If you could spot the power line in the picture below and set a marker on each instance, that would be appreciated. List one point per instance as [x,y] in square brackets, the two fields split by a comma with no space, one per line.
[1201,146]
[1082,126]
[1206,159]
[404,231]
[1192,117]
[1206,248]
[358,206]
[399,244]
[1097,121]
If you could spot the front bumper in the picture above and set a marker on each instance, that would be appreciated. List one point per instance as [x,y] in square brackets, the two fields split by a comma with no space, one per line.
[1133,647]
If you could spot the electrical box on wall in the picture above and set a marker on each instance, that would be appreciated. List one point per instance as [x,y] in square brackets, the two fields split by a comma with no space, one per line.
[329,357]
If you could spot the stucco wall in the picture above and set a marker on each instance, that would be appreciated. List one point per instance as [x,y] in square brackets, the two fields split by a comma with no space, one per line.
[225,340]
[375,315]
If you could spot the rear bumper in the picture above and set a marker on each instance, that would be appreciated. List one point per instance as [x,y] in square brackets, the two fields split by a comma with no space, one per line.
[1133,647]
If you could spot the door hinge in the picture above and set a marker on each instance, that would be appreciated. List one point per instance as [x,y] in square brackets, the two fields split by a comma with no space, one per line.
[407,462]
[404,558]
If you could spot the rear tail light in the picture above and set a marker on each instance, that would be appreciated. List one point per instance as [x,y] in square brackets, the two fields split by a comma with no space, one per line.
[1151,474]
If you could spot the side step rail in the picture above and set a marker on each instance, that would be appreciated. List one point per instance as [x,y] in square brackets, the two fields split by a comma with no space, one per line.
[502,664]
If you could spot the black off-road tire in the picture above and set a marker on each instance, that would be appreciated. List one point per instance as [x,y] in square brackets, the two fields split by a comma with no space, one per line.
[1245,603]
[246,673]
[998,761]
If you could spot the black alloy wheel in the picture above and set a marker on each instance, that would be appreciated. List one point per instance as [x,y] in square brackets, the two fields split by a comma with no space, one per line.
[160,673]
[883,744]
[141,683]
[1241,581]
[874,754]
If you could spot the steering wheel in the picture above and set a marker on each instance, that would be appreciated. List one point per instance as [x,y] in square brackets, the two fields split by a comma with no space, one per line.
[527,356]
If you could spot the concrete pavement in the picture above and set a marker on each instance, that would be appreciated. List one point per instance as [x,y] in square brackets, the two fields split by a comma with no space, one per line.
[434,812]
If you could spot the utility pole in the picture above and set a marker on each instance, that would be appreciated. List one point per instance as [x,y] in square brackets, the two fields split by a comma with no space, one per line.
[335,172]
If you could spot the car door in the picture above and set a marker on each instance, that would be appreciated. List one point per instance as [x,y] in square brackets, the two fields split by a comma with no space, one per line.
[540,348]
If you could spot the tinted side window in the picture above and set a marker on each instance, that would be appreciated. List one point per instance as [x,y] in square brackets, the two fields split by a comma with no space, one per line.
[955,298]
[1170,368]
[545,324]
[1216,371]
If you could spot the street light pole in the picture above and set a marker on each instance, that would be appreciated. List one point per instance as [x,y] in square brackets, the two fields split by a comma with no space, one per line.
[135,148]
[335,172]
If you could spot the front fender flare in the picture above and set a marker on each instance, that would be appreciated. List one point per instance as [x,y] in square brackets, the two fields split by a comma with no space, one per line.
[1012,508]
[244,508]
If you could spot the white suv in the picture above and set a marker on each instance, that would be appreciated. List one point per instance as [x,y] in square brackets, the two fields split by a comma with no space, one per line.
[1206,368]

■ ■ ■

* _Task directions_:
Using the material above, print every entry exactly as written.

* _Exercise solution_:
If you could spot the power line in the picture below and set a marker on each instance, that would be appreciated. List one point per instance as [x,y] in square brackets, the two fields split by a comma with no space, one per line.
[1201,146]
[1082,126]
[1206,159]
[404,231]
[1192,117]
[1206,248]
[358,206]
[399,244]
[1097,121]
If you could spot the front bumper in the picture above and set a marker on each instance, that would be appreciated. List one point per instance as [x,y] in square brackets, the two fields split by a comma with no space, one per line.
[1133,647]
If you could spot the electrical box on wall in the picture above and set a marker on each instance, that would be appreciated. List one point per instance as [x,y] in square brackets, the two fields split by a comma with no space, one per line.
[329,357]
If you could spot the stucco wall in the picture above and set a marker on each instance, that would be appreciated. List one point per instance as [x,y] in square brackets, the two fields split by a comma with no space, one per line.
[225,340]
[375,315]
If you could spot the rear bumper in the picture above and set a marker on each instance, that would be appreciated. List one point per instance as [x,y] in square brackets, the two fields split by a comma with no space, one per line.
[1133,647]
If you could spot the door hinge in the picture above and set a marker on each instance, that would be appreciated. List one point per instance as [x,y] in square brackets, the two fields split by a comma with no space, one per line.
[407,462]
[404,558]
If you could spot the rear tail light in the picture above and set a marker on each instance, that would be appreciated. List one point per instance as [x,y] in square brackets, the two fields split by a comma with no space, one per line.
[1151,474]
If you could spot the side step rail in the picture above and set a marker on each instance, that would be appreciated. List one point per instance as [x,y] in square brackets, the two fields split by a comma with no space, one per line.
[502,664]
If you could spot the black off-road tire in the picture above and set a marker on each instance, that would be appreciated. List one point per instance as [x,y] in square brackets, the two fields split by a comma with no space, one per line.
[1245,603]
[246,673]
[998,761]
If you could spot the black alloy wheel in the picture above and set a marker on each instance, that would be appreciated. List one point per instance as [x,y] in square brackets, the two fields split by a comma with no space, one per line.
[160,673]
[883,744]
[141,683]
[1241,581]
[874,754]
If you could spot the steering wheel in the picture above and set a marker on each instance, that would be appreciated. List one point per instance as [x,y] in square brackets, the two fields split by a comma with no space, one per line.
[527,356]
If you could spot the concrete pavement in the picture above and set a marker on each instance, that would be appreciated. List one point per instance as [x,y] in square brackets, the two fields split by a comma with no space, one per line.
[434,812]
If you could spot the utility pole in the picture above and set a marker on each instance, that would be appreciated. List one point per instance as [x,y] in square brackets, the two fields split by a comma with no space, one per line.
[335,172]
If you could spot the car door in the picture above and set a marker on each instance, that would be appreciated. List one point per instance as [x,y] in square brackets, the two fields split by a comma with no space, one per line.
[540,348]
If you could spot the tinted side window in the picture above and set a marker on each instance, that would be appreciated. List one point per instance as [x,y] in square brackets, the two fields split by a comma with no space, one per line.
[955,298]
[1170,368]
[545,324]
[1216,371]
If you could spot the street light pole in the picture above and set a marker on each instance, that would be appreciated. List one point per instance as [x,y] in square brackets, the two fields split by a comma with no space, one per line.
[135,148]
[335,172]
If you could spot the front fender flare in the picture above and set a marker on each instance, that would be appreciated. List one point per instance as [x,y] in square brackets, the two fields split by a comma with no space, one per line.
[1012,508]
[244,508]
If you could spot the white suv in the picture above and set a marker on each instance, that would be appreciated. List one point per instance as [x,y] in square brackets, the two fields split by a comma with no space, one per line.
[1206,368]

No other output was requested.